- WRITTEN EXERCISE -
Rewrite the records below with every instance of "Outline" replaced by "Locate", keeping everything else the same.

- DATASET RECORDS -
▶

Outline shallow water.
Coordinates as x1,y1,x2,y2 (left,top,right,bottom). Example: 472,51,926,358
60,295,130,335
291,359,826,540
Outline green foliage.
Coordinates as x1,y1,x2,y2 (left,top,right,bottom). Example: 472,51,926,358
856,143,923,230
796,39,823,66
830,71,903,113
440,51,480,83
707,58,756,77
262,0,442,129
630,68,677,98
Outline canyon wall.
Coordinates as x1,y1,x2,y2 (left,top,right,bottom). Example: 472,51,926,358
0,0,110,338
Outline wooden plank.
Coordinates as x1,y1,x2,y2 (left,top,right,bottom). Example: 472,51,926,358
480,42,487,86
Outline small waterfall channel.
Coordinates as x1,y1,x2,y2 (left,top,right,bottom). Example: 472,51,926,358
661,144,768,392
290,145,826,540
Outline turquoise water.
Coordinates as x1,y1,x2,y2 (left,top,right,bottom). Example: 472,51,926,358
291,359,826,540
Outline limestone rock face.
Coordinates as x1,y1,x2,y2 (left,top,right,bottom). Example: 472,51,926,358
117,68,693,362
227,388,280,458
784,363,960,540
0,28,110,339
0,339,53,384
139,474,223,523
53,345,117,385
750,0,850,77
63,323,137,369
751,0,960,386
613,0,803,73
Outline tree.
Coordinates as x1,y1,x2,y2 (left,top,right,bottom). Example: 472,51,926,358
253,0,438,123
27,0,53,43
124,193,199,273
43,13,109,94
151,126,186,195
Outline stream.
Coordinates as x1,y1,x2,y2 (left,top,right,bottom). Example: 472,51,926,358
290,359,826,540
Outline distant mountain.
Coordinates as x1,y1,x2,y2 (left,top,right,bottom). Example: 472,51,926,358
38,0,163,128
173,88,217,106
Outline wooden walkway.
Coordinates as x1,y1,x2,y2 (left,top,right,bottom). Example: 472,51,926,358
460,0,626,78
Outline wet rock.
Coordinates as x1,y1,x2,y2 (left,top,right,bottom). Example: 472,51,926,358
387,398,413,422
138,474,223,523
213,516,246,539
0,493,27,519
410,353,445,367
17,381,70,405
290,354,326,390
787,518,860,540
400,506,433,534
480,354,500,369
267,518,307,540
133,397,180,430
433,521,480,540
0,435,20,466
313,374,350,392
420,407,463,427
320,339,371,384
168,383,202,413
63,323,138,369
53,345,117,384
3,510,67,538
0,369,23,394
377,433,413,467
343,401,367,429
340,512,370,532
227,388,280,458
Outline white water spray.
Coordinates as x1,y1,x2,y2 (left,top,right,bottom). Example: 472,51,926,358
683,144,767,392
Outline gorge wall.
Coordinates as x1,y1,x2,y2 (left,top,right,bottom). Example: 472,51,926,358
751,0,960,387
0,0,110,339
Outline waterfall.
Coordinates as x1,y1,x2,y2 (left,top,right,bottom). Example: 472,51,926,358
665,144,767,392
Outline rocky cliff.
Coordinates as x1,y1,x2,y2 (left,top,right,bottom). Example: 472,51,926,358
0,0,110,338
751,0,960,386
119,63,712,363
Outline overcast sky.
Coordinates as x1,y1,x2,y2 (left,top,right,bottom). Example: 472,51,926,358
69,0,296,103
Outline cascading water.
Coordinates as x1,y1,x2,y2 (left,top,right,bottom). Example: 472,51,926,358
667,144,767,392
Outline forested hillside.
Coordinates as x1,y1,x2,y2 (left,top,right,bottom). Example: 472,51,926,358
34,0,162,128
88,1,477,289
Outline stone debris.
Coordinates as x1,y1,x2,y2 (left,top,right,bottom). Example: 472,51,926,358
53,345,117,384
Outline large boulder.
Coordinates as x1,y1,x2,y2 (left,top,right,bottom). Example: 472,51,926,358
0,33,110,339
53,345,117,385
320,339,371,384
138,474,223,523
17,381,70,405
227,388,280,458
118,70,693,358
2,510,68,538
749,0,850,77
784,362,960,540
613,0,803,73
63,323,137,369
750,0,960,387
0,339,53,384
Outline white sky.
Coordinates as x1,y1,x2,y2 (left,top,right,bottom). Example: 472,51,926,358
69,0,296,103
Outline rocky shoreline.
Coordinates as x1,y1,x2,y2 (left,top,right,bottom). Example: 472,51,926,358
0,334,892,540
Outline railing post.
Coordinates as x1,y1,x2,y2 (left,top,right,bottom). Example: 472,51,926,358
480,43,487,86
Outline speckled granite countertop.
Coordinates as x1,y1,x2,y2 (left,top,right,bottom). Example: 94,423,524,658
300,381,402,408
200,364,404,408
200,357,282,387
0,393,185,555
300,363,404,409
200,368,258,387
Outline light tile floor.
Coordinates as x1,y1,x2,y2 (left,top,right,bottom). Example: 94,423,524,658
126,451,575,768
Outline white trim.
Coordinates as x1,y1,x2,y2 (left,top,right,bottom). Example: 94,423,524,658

◀

- RESULT FOR THIS TASK -
Locate shallow water.
Coordinates as x1,y1,x2,y2 (left,top,right,bottom). Example: 472,51,926,358
60,295,130,335
291,359,826,540
Locate green foliage.
Coordinates as x1,y1,x2,y2 (left,top,right,bottom). Example: 472,51,926,358
856,143,923,230
796,39,823,66
830,71,903,113
440,51,480,83
707,58,756,77
262,0,442,129
630,68,677,98
Locate canyon wall.
Coordinates as x1,y1,x2,y2 (left,top,right,bottom). Example: 472,51,926,358
0,0,110,338
Locate wooden plank.
Coordinates as x1,y1,x2,y2 (left,top,right,bottom). Example: 472,51,926,358
480,42,487,86
Locate small waterfall channel.
Coordinates as x1,y1,x2,y2 (left,top,right,bottom). Example: 472,51,926,358
661,144,768,392
290,145,826,540
Locate turquoise water.
Coordinates as x1,y1,x2,y2 (left,top,right,bottom). Example: 472,51,926,358
291,359,826,540
Locate limestone rock face.
Coordinates as x1,y1,x2,y2 (left,top,right,bottom). Example: 472,51,926,358
117,68,693,362
227,388,280,458
784,363,960,540
0,28,110,339
0,339,53,384
139,474,223,523
53,345,117,385
750,0,850,77
63,323,137,369
751,0,960,386
613,0,803,73
Locate tree.
Coordinates as x1,y1,x2,y2 (left,top,right,bottom). Example: 472,51,926,358
253,0,438,123
27,0,53,43
124,193,199,273
43,13,109,94
151,126,186,195
Locate stream.
Coordinates as x1,y1,x2,y2 (left,top,right,bottom). Example: 472,51,926,358
290,359,826,540
Locate distant mountain.
Coordinates as x1,y1,x2,y2 (left,top,right,bottom). Example: 472,51,926,358
38,0,163,128
173,88,217,106
Locate wooden walkway.
Coordinates as x1,y1,x2,y2 (left,top,right,bottom). Example: 472,51,926,358
460,0,626,78
Locate wet rock.
Coordinates as x1,y1,x2,y2 (left,top,right,bottom). Example: 472,51,926,358
387,398,413,422
138,474,223,523
213,516,246,539
0,493,27,519
410,353,445,367
17,381,70,405
290,354,326,390
787,518,860,540
400,506,433,534
480,354,500,369
267,518,307,540
133,397,180,430
433,521,480,540
0,435,20,466
313,374,350,392
420,407,463,427
320,339,371,384
168,383,202,413
63,323,138,369
53,345,117,384
3,510,67,538
0,369,23,394
377,433,413,467
343,401,367,429
340,512,370,532
227,388,280,458
Locate white water spray.
Coordinates as x1,y1,x2,y2 (left,top,right,bottom). Example: 472,51,926,358
683,144,767,392
Locate gorge wall.
Coordinates as x1,y1,x2,y2 (left,top,right,bottom). Example: 472,51,926,358
751,0,960,387
0,0,110,339
Locate waterfall.
Coordinates as x1,y1,x2,y2 (left,top,right,bottom). Example: 472,51,926,358
665,144,767,392
Locate rocky cliff.
Coordinates as x1,y1,x2,y2 (left,top,right,bottom). Example: 472,51,926,358
0,0,110,338
751,0,960,386
119,63,712,363
Locate overcast sky.
Coordinates as x1,y1,x2,y2 (left,top,right,bottom). Example: 472,51,926,358
69,0,296,103
Locate cascading water.
Coordinates as x1,y1,x2,y2 (left,top,right,bottom). Example: 472,51,926,358
667,144,767,392
Locate forested hillside.
Coordinates as x1,y1,x2,y2 (left,top,right,bottom). Example: 472,51,926,358
34,0,162,128
88,1,477,289
Locate stone debris.
Coordinates as x1,y1,x2,y2 (left,top,right,bottom). Example: 472,51,926,358
53,345,117,384
Locate large boulder.
Coordinates as x1,y1,x2,y2 (left,top,right,bottom). Example: 472,51,926,358
0,33,110,339
53,345,117,385
320,339,371,384
138,474,223,523
17,381,70,405
227,388,280,458
118,70,693,358
2,510,68,538
749,0,850,77
784,362,960,540
613,0,803,73
63,323,137,369
750,0,960,387
0,339,53,384
Locate white sky.
Coordinates as x1,y1,x2,y2 (left,top,right,bottom). Example: 472,51,926,358
69,0,296,103
Locate rocky shoreline.
Coordinates as x1,y1,x2,y2 (left,top,right,bottom). Example: 472,51,926,358
0,334,892,540
Locate railing post.
Coordinates as x1,y1,x2,y2 (left,top,right,bottom). Example: 472,51,926,358
480,43,487,86
Locate speckled granite countertop.
Coordinates as x1,y1,x2,y2 (left,top,right,bottom). Example: 94,423,524,658
300,381,402,408
200,364,404,408
200,357,282,387
0,393,185,555
300,363,404,409
200,368,258,387
Locate light tile floor.
Coordinates as x1,y1,x2,y2 (left,top,right,bottom). Example: 94,423,524,658
126,451,575,768
Locate white trim.
Coordinates as x1,y1,x2,y2 (left,top,right,bottom). Example: 94,423,524,658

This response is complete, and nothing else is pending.